* Start Record list *
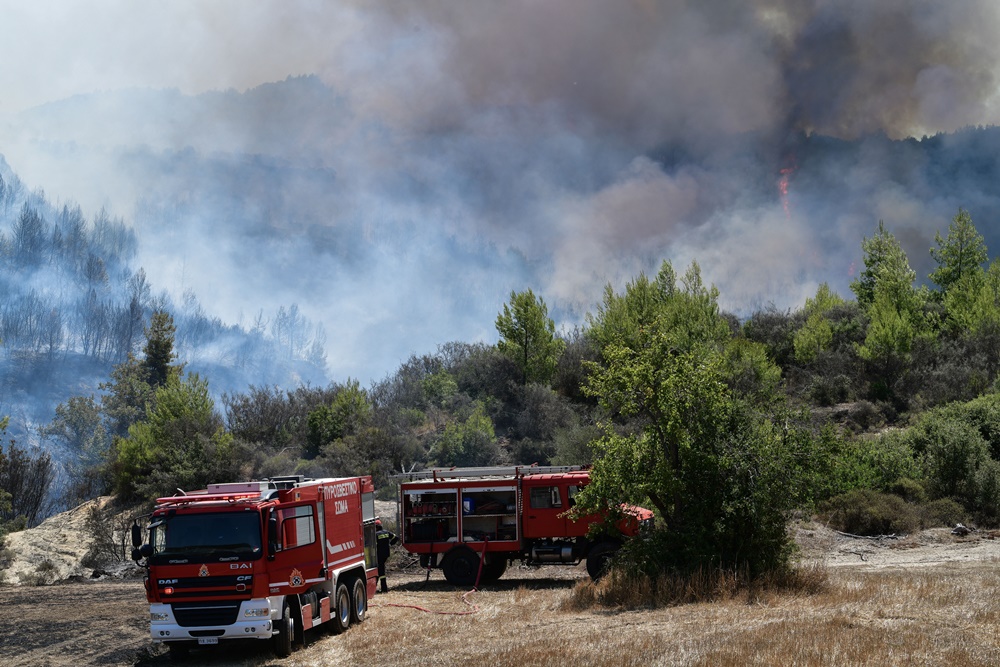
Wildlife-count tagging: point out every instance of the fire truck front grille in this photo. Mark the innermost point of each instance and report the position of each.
(198, 614)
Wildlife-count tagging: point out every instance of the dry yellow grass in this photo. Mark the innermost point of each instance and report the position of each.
(946, 615)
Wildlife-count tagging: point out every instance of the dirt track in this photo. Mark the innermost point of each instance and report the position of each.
(105, 622)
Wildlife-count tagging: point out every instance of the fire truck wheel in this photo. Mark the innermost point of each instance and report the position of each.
(359, 600)
(461, 566)
(342, 609)
(286, 633)
(599, 557)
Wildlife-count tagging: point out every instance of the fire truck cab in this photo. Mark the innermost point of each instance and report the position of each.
(261, 560)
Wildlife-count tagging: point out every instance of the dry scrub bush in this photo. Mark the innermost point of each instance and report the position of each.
(621, 590)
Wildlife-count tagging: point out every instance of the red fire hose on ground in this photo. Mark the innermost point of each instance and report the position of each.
(465, 596)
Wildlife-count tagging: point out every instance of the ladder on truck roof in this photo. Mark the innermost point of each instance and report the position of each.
(486, 471)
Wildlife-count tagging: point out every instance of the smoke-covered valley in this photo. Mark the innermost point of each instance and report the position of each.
(395, 172)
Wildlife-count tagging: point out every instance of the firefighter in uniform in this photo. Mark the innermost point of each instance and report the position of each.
(383, 540)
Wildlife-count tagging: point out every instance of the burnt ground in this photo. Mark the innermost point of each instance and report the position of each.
(104, 622)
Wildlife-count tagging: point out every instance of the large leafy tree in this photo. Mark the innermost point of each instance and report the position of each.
(960, 256)
(683, 436)
(181, 443)
(960, 275)
(886, 265)
(528, 337)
* End Record list *
#### [Brief]
Repeat the data above word for word, from start to finish, but leave the pictures out.

#### [Exercise output]
Wildlife-count tagging: point out every instance of the fire truck front grille in this photo. Mark the innermost point of each instance and report the position of each.
(198, 614)
Wildlife-count tagging: point out every instance of the dry yellow grass in this photo. Mark the innermost point of each instance and report the position of each.
(946, 615)
Wildlife-count tagging: point out every instance of the dirt track in this photo. Mark the innermost point of each instance and report the position of each.
(105, 622)
Wildlife-count tagging: point out every instance of the fire truck wheel in this photo. Mark the innermost point of each instance and report the position of each.
(359, 600)
(461, 566)
(342, 609)
(286, 633)
(599, 557)
Wildlife-count tagging: point out every instance of the fire truck cab in this photo. Mark the innermost point of each instance and report the position of each.
(261, 560)
Wildlife-count tagging: point out every instance of the dry scrub bush in this photo. Mark the innermost point of each instance and report the position of each.
(621, 590)
Wildlife-count tagging: point out every instance of the red fire hose on ground in this photo. Mark the innermost point of each instance and report the position of each.
(465, 596)
Wildlife-count tagging: point out every instance of the ladder on truck roof in this photo. Mark the innermost point of each instance and report the position of each.
(486, 471)
Wildlife-count tagging: point out every instance of the smoke-covered valley in this photo. Mark the innermost point of each instance and report the position of each.
(395, 172)
Wildlife-count tagging: point out every instance of the firefighter in uniform in this photo. Mark the innermost point of each instance and report the position of each.
(383, 540)
Wildlife-count tagging: point out every instance of the burnt ground in this photo. Mark the innermost point of each instance and report the position of each.
(104, 622)
Wildlife-count tagging: point out every instance of the large leafy tree in this photo. Mark the innermost point of each instance and report the position of each.
(960, 256)
(683, 436)
(181, 443)
(960, 275)
(886, 265)
(528, 337)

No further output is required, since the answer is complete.